Het standpunt van appellant
3. Appellant is het met de uitspraak van de rechtbank niet eens. Wat hij daartegen heeft aangevoerd wordt hierna besproken.

Het oordeel van de Raad

4. De Raad beoordeelt of de rechtbank terecht het bestreden besluit over de afwijzing van de aanvraag in stand heeft gelaten aan de hand van wat appellant in hoger beroep heeft aangevoerd, de beroepsgronden. De Raad komt tot het oordeel dat het hoger beroep niet slaagt. Hierna legt de Raad uit hoe hij tot dit oordeel komt en welke gevolgen dit oordeel heeft.
4.1.
Artikel 17, tweede lid, van de PW bepaalt dat de belanghebbende het college desgevraagd de medewerking verleent die redelijkerwijs nodig is voor de uitvoering van deze wet.
4.2.
Het bestreden besluit wordt getoetst voor de periode van 29 juni 2022, de datum waarop appellant een aanvraag om bijstand heeft ingediend, tot en met 27 juli 2022, de datum van het afwijzingsbesluit (te beoordelen periode).
4.3.
Op iemand die bijstand aanvraagt, zijn vanaf het moment dat hij zich heeft gemeld voor de aanvraag de inlichtingenverplichting en de medewerkingsverplichting van artikel 17, eerste en tweede lid, van de PW van toepassing. Als het college aannemelijk maakt dat een aanvrager de inlichtingen- of medewerkingsverplichting heeft geschonden, is dit een grond voor afwijzing van de aanvraag als daardoor het recht op bijstand niet kan worden vastgesteld.
4.4.
Niet in geschil is dat appellant niet alle gevraagde gegevens heeft verstrekt en zelf de gesprekken op 7 juli 2022 en op 13 juli 2022 vroegtijdig heeft beëindigd. Dat appellant hiermee de op hem rustende medewerkingsverplichting als bedoeld in het tweede lid van de PW heeft geschonden, heeft appellant niet betwist.

Fotogebaseerde gegevens met verwijzende uitdrukkingen

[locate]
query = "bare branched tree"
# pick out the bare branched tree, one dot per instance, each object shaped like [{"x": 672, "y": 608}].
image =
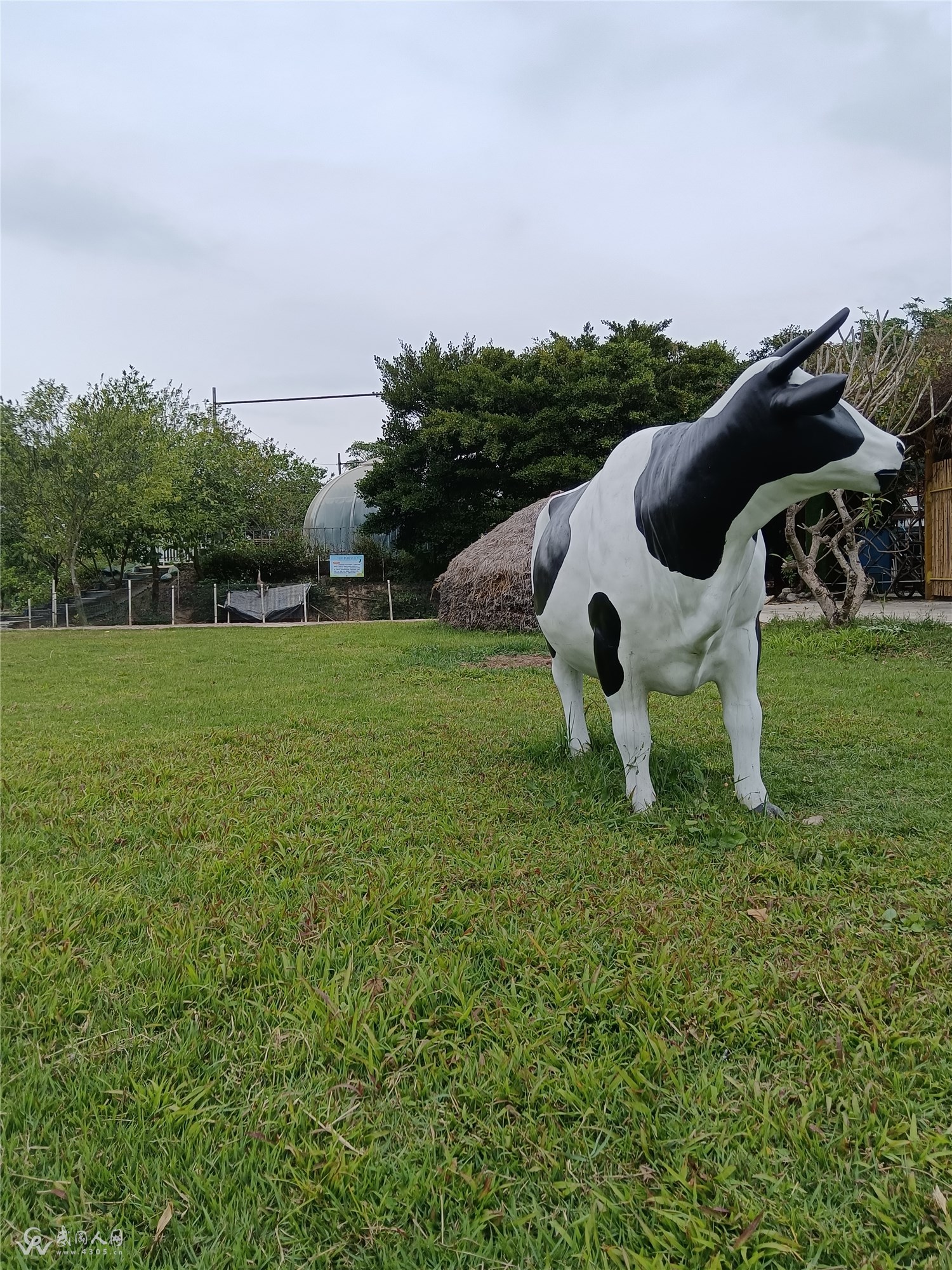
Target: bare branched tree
[{"x": 892, "y": 382}]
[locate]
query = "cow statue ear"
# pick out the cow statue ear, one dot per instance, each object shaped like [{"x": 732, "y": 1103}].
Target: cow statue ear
[{"x": 816, "y": 397}]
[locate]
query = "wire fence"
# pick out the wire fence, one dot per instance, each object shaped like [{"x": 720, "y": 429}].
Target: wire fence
[{"x": 185, "y": 603}]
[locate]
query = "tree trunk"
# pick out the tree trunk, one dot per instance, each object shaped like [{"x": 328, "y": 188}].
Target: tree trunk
[
  {"x": 807, "y": 567},
  {"x": 79, "y": 613},
  {"x": 122, "y": 562},
  {"x": 154, "y": 562},
  {"x": 842, "y": 544}
]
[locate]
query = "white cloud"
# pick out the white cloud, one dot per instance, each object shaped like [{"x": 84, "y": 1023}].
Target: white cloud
[{"x": 266, "y": 196}]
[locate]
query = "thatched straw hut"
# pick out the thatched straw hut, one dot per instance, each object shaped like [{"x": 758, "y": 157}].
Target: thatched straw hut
[{"x": 488, "y": 586}]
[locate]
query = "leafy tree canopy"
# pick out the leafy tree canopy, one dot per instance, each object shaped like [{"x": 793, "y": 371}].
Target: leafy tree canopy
[
  {"x": 126, "y": 469},
  {"x": 474, "y": 434}
]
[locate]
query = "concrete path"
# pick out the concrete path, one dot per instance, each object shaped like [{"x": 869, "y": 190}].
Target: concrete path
[{"x": 888, "y": 610}]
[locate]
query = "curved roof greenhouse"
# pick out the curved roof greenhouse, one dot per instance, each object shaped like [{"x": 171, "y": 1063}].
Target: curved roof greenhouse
[{"x": 337, "y": 511}]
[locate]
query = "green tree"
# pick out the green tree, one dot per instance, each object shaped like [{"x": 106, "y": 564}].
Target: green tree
[{"x": 473, "y": 434}]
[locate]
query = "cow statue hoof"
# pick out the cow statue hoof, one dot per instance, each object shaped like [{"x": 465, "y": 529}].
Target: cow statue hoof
[
  {"x": 652, "y": 575},
  {"x": 770, "y": 810}
]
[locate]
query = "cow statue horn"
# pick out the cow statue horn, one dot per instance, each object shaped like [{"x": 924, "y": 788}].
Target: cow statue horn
[{"x": 803, "y": 349}]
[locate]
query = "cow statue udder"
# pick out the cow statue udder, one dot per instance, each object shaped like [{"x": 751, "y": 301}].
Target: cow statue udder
[{"x": 652, "y": 575}]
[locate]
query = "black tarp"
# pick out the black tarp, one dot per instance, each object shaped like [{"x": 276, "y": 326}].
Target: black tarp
[{"x": 281, "y": 604}]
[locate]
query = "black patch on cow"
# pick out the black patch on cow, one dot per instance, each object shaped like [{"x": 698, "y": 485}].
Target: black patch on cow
[
  {"x": 760, "y": 642},
  {"x": 554, "y": 547},
  {"x": 607, "y": 633},
  {"x": 701, "y": 476}
]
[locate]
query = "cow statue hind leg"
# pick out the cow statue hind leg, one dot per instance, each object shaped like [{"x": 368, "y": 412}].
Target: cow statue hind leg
[
  {"x": 568, "y": 680},
  {"x": 743, "y": 717}
]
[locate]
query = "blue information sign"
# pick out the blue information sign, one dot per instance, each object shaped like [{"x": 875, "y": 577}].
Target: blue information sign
[{"x": 347, "y": 567}]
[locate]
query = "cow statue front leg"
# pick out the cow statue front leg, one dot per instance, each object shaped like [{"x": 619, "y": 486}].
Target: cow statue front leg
[
  {"x": 633, "y": 736},
  {"x": 743, "y": 719},
  {"x": 568, "y": 680}
]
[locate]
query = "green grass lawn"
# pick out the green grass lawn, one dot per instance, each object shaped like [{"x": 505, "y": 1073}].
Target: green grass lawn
[{"x": 322, "y": 938}]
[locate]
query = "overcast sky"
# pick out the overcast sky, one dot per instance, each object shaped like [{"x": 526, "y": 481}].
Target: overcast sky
[{"x": 263, "y": 196}]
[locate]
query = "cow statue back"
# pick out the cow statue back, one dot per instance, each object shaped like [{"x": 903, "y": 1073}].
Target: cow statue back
[{"x": 652, "y": 575}]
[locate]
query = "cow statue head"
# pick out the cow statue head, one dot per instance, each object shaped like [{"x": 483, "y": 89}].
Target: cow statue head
[
  {"x": 809, "y": 439},
  {"x": 777, "y": 436}
]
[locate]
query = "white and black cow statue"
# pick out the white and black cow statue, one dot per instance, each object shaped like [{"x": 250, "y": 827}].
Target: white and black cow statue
[{"x": 652, "y": 575}]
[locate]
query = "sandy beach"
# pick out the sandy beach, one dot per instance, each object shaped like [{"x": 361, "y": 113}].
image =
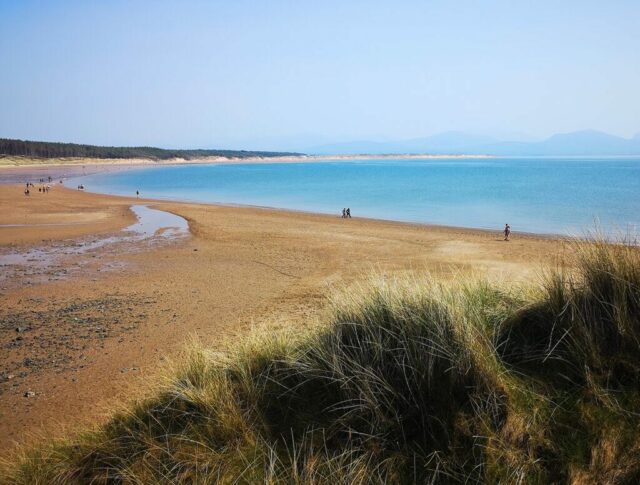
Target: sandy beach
[{"x": 82, "y": 336}]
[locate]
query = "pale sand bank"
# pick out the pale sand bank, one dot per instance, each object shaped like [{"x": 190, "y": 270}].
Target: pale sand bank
[{"x": 240, "y": 267}]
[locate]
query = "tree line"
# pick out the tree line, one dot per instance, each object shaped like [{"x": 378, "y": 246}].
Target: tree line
[{"x": 43, "y": 149}]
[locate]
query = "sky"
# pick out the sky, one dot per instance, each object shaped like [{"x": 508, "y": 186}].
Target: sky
[{"x": 284, "y": 74}]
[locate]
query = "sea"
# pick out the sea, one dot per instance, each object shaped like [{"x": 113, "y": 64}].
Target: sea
[{"x": 561, "y": 196}]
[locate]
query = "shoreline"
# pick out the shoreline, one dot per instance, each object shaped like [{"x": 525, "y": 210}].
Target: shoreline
[
  {"x": 17, "y": 175},
  {"x": 7, "y": 161},
  {"x": 85, "y": 340}
]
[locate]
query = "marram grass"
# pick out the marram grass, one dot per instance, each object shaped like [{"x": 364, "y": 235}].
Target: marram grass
[{"x": 411, "y": 381}]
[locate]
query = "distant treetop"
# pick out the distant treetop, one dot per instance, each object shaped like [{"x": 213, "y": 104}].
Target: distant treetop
[{"x": 42, "y": 149}]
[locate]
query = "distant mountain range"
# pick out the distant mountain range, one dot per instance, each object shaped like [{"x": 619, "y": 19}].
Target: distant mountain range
[{"x": 587, "y": 142}]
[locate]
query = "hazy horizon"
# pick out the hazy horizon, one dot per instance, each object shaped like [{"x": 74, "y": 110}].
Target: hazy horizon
[{"x": 298, "y": 74}]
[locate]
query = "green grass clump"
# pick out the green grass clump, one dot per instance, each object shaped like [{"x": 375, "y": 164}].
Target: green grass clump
[{"x": 412, "y": 381}]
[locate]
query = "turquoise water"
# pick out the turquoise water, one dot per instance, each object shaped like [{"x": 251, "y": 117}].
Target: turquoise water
[{"x": 544, "y": 195}]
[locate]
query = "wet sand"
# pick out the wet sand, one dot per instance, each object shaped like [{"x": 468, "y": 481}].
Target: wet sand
[{"x": 76, "y": 344}]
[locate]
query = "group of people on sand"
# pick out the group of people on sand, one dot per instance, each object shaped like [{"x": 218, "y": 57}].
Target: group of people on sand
[{"x": 43, "y": 189}]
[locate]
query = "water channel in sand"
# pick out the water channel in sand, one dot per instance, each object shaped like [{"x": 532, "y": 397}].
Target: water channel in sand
[{"x": 153, "y": 226}]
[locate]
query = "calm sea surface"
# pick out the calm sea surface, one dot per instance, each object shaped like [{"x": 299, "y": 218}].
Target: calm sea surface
[{"x": 544, "y": 195}]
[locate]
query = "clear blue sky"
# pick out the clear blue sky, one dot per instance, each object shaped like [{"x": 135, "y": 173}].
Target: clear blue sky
[{"x": 207, "y": 74}]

* [DE OPDRACHT]
Over welke periode wordt het bestreden besluit getoetst volgens het fragment over de afgewezen bijstandsaanvraag?

* [ANTWOORDRUIMTE]
Over de periode van 29 juni 2022 tot en met 27 juli 2022.